- [TASK DESCRIPTION]: Please reproduce all of the records below word for word, leaving the pictures out.

(Dataset records)
────

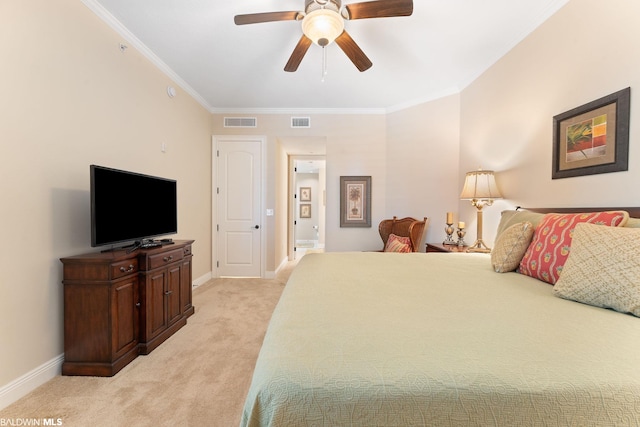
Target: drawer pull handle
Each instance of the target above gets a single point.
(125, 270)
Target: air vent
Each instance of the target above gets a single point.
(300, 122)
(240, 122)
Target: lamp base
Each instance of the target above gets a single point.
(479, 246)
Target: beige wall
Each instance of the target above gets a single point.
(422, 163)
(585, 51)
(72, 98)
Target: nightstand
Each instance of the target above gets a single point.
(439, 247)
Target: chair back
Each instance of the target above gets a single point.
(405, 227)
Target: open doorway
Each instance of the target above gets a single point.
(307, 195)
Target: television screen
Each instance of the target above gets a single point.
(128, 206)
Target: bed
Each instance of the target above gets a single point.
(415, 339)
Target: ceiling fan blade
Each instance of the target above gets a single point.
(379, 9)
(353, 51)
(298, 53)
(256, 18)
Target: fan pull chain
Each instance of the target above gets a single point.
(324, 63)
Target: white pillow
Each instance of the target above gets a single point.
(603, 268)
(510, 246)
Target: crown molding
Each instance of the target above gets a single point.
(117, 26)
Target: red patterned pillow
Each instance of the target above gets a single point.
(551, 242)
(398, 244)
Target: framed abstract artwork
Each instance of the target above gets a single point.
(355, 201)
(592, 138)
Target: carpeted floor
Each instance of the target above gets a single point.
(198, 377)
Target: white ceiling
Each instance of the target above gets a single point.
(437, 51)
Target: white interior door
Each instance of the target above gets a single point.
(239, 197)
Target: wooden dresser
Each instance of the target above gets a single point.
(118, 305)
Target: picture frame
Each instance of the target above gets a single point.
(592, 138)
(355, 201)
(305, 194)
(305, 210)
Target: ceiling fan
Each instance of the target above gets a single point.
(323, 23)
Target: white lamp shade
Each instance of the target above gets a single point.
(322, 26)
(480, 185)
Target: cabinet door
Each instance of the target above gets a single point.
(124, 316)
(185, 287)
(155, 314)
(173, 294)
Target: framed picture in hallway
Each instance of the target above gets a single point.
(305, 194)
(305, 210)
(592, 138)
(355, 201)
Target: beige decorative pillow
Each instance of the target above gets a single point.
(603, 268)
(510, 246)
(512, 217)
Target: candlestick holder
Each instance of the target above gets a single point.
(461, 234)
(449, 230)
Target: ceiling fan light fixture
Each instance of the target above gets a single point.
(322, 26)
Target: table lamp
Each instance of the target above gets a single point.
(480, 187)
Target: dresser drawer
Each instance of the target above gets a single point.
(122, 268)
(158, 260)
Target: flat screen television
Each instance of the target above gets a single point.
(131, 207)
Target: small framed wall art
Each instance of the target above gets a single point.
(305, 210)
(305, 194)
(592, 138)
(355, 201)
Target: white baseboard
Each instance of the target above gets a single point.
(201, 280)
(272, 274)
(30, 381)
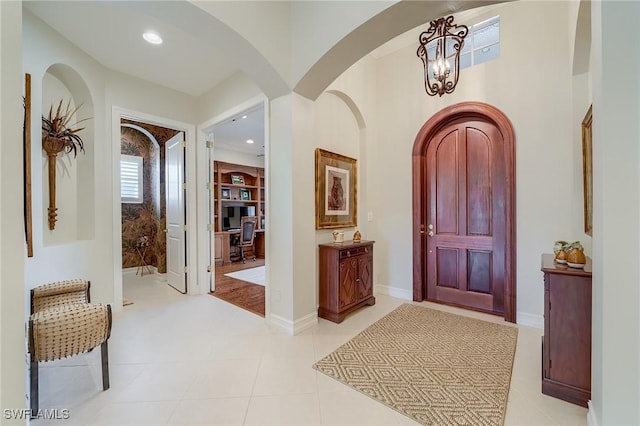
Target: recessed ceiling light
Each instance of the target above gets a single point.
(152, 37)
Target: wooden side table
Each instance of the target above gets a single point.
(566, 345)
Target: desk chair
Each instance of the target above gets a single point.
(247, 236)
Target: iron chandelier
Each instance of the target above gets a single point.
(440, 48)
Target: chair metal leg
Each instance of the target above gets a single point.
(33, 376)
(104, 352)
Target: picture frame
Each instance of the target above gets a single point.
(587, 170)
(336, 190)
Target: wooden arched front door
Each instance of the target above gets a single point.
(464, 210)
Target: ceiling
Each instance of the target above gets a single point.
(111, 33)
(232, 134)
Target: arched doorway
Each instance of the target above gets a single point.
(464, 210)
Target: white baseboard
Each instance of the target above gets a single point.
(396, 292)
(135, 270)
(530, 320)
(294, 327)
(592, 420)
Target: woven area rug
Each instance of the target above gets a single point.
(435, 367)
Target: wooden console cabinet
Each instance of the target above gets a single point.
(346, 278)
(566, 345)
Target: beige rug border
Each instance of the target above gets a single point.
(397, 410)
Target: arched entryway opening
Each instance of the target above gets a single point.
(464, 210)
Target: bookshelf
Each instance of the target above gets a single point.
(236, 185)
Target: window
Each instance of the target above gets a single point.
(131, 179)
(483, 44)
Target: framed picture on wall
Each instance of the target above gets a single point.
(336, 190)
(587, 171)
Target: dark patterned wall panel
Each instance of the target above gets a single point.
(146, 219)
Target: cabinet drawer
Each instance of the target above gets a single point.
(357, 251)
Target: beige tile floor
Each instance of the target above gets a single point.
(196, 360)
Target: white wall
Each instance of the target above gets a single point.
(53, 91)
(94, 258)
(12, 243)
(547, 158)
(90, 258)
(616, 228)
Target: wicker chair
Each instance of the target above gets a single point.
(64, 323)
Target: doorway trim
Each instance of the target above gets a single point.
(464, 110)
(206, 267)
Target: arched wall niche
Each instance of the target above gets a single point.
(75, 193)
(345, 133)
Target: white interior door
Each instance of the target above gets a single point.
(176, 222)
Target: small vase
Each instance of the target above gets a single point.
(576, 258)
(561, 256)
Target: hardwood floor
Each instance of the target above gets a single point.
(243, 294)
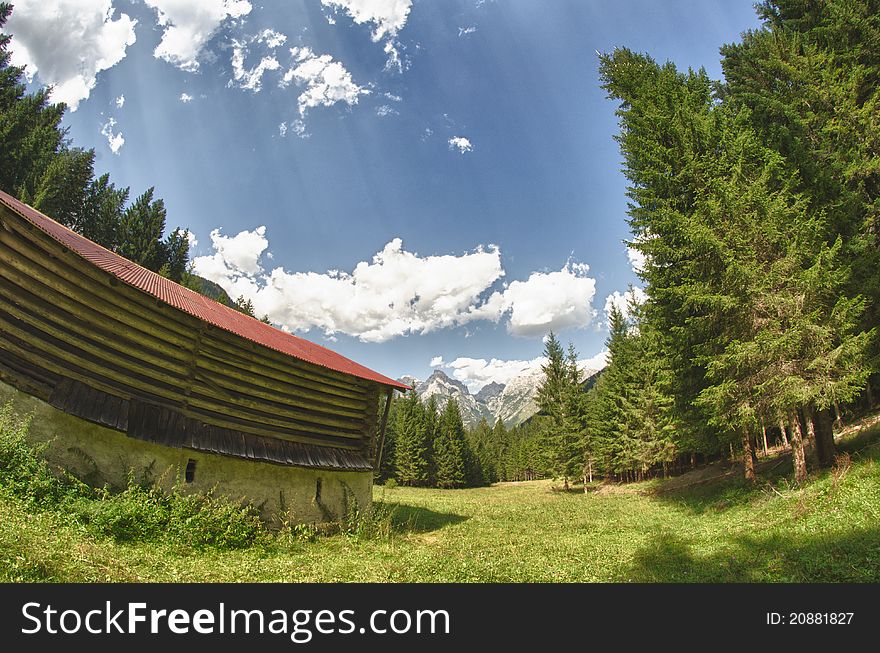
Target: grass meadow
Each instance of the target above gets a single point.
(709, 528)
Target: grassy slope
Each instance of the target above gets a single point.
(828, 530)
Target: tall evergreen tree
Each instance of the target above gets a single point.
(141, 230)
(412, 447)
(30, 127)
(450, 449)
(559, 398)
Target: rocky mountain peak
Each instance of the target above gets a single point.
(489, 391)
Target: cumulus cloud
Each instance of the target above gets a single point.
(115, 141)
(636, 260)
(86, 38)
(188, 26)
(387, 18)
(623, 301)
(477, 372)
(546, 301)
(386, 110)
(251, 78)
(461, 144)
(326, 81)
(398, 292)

────

- [OUTPUT OF THE TASK]:
Target: drawer pull handle
Each instance of the target above gets a single point.
(125, 270)
Target: air vent
Each instance of the target above gets a single point.
(300, 122)
(240, 122)
Target: lamp base
Each instance of the target above gets a single point.
(479, 246)
Target: beige wall
Each instance of the target above gets a single point.
(422, 163)
(585, 51)
(72, 98)
Target: nightstand
Each instance of the target above gets a single point.
(439, 247)
Target: chair back
Each instance of the target above gets a single point.
(405, 227)
Target: open doorway
Each instance of the target above gets a single point.
(307, 195)
Target: television screen
Each instance of the target above gets a single point.
(128, 206)
Target: bed
Each instance of the target above gets a single point.
(415, 339)
Target: ceiling fan blade
Each instance of the target above gets a single point.
(379, 9)
(353, 51)
(298, 53)
(256, 18)
Target: fan pull chain
Each instance of the target above gets a single point.
(324, 63)
Target: white pillow
Each instance of the target above gets a single point.
(603, 268)
(510, 246)
Target: crown molding
Each instance of the target above gets a single point.
(117, 26)
Target: red patterned pillow
Each instance of the target above gets a single point.
(551, 242)
(398, 244)
Target: framed abstract artwork
Each instance of the target above gets a single point.
(355, 201)
(592, 138)
Target: carpeted floor
Each instance of the target above gets a single point.
(198, 377)
Target: white ceiling
Each instance of the target above gets a single point.
(437, 51)
Target: white interior door
Each instance of the target above gets a single point.
(239, 197)
Target: wooden dresser
Each instance of the target above gets a single point.
(118, 305)
Target: picture frame
Each instance of the target above gets a single point.
(592, 138)
(355, 201)
(305, 194)
(305, 210)
Target: ceiling fan
Each instance of the target above gets a single point.
(323, 23)
Target: white lamp shade
Each instance of the target above gets a single point.
(322, 26)
(480, 185)
Target: cabinet door
Each instance of the target above gets a single point.
(124, 316)
(185, 287)
(155, 314)
(173, 294)
Target: framed picture in hallway
Each instance of the target above gets a single point.
(305, 194)
(305, 210)
(592, 138)
(355, 201)
Target: beige decorative pillow
Each instance of the target above gets a single point.
(603, 268)
(510, 246)
(512, 217)
Target: candlestick holder
Each instance of the target above gets a single point.
(461, 234)
(449, 230)
Target: ceiling fan light fixture
Each instance of the target above gets a single point.
(322, 26)
Target: table lamp
Each instance of the target above gets a single point.
(480, 187)
Target: dresser drawer
Each instance of the target above gets a single point.
(122, 268)
(158, 260)
Target: flat screen television
Each instance of the target above gets a single point.
(131, 207)
Target: small framed wall art
Each instance of the target above gets a single point.
(305, 210)
(305, 194)
(592, 138)
(355, 201)
Target: white baseboard
Each instance of the target above gets a single point.
(201, 280)
(272, 274)
(30, 381)
Target: recessed ceiling light
Each instance of the target above gets a single point.
(152, 37)
Target: wooden side table
Each instance of the target above gets a single point.
(566, 345)
Target: desk chair
Each instance of the target above gets a single point.
(247, 236)
Target: iron chandelier
Each instance of the target above gets a single point.
(440, 48)
Target: chair metal leg
Each instance of the target above gets a single point.
(33, 376)
(104, 352)
Target: picture frame
Each instance of the target above gets a single point.
(587, 170)
(336, 190)
Target: wooden arched front door
Each instance of the target above gets a single point.
(464, 210)
Target: ceiling
Each instance of the target above gets a single point.
(111, 33)
(232, 134)
Target: arched doorway
Each instance of the target above gets a single point.
(464, 210)
Target: white baseboard
Each instance of the target above gets a single point.
(396, 292)
(135, 270)
(530, 320)
(294, 327)
(592, 420)
Target: woven area rug
Each instance of the target above gets a single point.
(435, 367)
Target: wooden console cabinet
Each instance of the target above gets a single point.
(346, 278)
(566, 345)
Target: beige rug border
Each instance of the target above gets a single point.
(397, 410)
Target: arched entryway opening
Each instance of the target above gets a single point.
(464, 210)
Target: bookshelf
Each instance of the target above gets a single point.
(236, 185)
Target: window
Each instance of the target above gets a single point.
(131, 179)
(483, 44)
Target: framed picture on wall
Each instance of the target above gets a single point.
(336, 190)
(587, 171)
Target: dark patterned wall panel
Each instance of the target above gets a single point.
(146, 219)
Target: cabinet drawer
Each instance of the target above gets a single point.
(357, 251)
Target: beige tile floor
Each instance of the target above gets a single point.
(196, 360)
Target: white wall
Each instance of the target above gets a single point.
(53, 91)
(94, 258)
(12, 243)
(547, 158)
(90, 258)
(616, 228)
Target: wicker chair
Each instance of the target above gets a single point.
(64, 323)
Target: doorway trim
Each instance of the target above gets a single point.
(464, 110)
(206, 267)
Target: arched wall niche
Each instance of the target above gets a single point.
(75, 193)
(345, 133)
Target: white interior door
Each instance of the target above gets a single point.
(176, 222)
Target: small vase
Each instance of the target above gets a single point.
(576, 258)
(561, 256)
Target: hardwood floor
Each instance of the target above gets a single point.
(243, 294)
Target: grass meadow
Each instance of the target above gets a single point.
(709, 528)
Target: grassy slope
Each instance of the target above gets a single point.
(828, 530)
Target: tall evergreen tree
Each instance of the target above gets a single point.
(141, 230)
(412, 447)
(30, 127)
(450, 449)
(559, 398)
Target: rocky mountain peak
Each instance of the target above gets a single point.
(489, 391)
Target: cumulus cloud
Each instance of the target above gets a single point.
(115, 141)
(636, 260)
(86, 38)
(188, 26)
(387, 18)
(623, 301)
(477, 372)
(546, 301)
(386, 110)
(251, 78)
(461, 144)
(326, 81)
(398, 292)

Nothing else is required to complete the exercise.